#### Given passage
──────────

## Create testutility.py

In [1]:
%%writefile testutility.py
import logging
import os
import subprocess
import yaml
import pandas as pd
import datetime
import gc
import re


################
# File Reading #
################

def read_config_file(filepath):
    with open(filepath, 'r') as stream:
        try:
            return yaml.safe_load(stream)
        except yaml.YAMLError as exc:
            logging.error(exc)


def replacer(string, char):
    pattern = char + '{2,}'
    string = re.sub(pattern, char, string)
    return string

def col_header_val(df,table_config):
    '''
    replace whitespaces in the column
    and standardized column names
    '''
    df.columns = df.columns.str.lower()

──────────

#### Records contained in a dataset
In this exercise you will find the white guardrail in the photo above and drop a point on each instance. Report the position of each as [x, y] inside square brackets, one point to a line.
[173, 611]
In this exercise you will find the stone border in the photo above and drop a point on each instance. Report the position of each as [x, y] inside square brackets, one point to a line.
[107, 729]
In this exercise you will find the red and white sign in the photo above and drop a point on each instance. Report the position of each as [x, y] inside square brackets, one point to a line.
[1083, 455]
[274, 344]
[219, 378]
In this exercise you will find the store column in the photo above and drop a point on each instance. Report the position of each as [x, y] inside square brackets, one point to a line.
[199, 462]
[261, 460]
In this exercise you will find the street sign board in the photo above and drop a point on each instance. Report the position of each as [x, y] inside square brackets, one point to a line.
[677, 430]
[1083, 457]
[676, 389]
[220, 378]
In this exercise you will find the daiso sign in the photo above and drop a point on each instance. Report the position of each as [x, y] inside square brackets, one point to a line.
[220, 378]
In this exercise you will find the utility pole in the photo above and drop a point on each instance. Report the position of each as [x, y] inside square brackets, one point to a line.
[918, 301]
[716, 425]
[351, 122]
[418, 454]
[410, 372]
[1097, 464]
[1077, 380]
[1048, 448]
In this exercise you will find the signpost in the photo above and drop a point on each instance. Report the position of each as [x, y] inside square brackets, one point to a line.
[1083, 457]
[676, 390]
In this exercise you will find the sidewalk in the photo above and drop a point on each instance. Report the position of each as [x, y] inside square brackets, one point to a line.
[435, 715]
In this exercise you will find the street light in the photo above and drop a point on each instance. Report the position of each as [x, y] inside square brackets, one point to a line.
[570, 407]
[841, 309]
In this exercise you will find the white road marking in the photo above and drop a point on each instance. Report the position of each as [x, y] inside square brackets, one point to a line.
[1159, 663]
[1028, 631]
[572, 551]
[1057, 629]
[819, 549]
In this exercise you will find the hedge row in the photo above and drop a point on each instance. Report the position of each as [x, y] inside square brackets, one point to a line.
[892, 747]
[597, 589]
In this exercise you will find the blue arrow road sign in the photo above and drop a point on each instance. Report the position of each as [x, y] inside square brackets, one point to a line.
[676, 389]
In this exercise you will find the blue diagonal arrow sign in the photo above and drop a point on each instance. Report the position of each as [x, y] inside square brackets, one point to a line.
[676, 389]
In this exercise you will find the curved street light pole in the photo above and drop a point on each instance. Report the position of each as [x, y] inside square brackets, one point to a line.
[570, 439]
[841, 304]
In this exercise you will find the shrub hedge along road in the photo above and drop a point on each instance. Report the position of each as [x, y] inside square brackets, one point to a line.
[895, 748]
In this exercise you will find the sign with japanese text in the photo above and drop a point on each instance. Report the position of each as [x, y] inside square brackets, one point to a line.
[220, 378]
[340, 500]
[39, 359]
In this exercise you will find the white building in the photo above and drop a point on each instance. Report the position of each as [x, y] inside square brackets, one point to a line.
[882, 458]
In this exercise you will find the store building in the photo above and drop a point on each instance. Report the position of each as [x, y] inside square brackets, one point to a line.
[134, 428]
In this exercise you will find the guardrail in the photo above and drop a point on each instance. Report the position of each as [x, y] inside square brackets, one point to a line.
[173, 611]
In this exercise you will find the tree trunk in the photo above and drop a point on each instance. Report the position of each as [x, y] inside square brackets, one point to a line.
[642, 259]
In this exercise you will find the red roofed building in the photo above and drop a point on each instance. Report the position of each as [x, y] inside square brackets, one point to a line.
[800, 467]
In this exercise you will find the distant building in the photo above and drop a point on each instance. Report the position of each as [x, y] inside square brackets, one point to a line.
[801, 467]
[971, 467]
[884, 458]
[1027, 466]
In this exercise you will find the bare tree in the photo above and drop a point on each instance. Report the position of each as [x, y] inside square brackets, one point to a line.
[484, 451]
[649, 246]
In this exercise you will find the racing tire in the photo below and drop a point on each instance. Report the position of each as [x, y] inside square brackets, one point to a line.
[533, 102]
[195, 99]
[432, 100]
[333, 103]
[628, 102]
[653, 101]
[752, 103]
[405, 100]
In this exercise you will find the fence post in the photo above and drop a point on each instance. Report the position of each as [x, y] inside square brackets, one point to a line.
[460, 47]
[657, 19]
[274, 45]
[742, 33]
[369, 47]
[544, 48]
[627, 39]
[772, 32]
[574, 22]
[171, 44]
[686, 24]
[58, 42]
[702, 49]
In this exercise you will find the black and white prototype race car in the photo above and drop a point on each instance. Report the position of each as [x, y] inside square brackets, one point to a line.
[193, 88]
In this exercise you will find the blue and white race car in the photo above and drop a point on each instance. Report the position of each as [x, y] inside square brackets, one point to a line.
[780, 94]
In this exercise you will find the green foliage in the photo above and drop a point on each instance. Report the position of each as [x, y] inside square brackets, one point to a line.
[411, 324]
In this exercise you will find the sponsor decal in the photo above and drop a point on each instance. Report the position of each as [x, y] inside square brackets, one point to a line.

──────────

#### Written tasks
1. In the testutility.py code, which function does read_config_file call to parse the YAML file?
2. Quote the testutility.py code from "return string" up to and including "df.columns = df.columns.str.lower()".

#### Full answers
1. yaml.safe_load

2.
return string

def col_header_val(df,table_config):
    '''
    replace whitespaces in the column
    and standardized column names
    '''
    df.columns = df.columns.str.lower()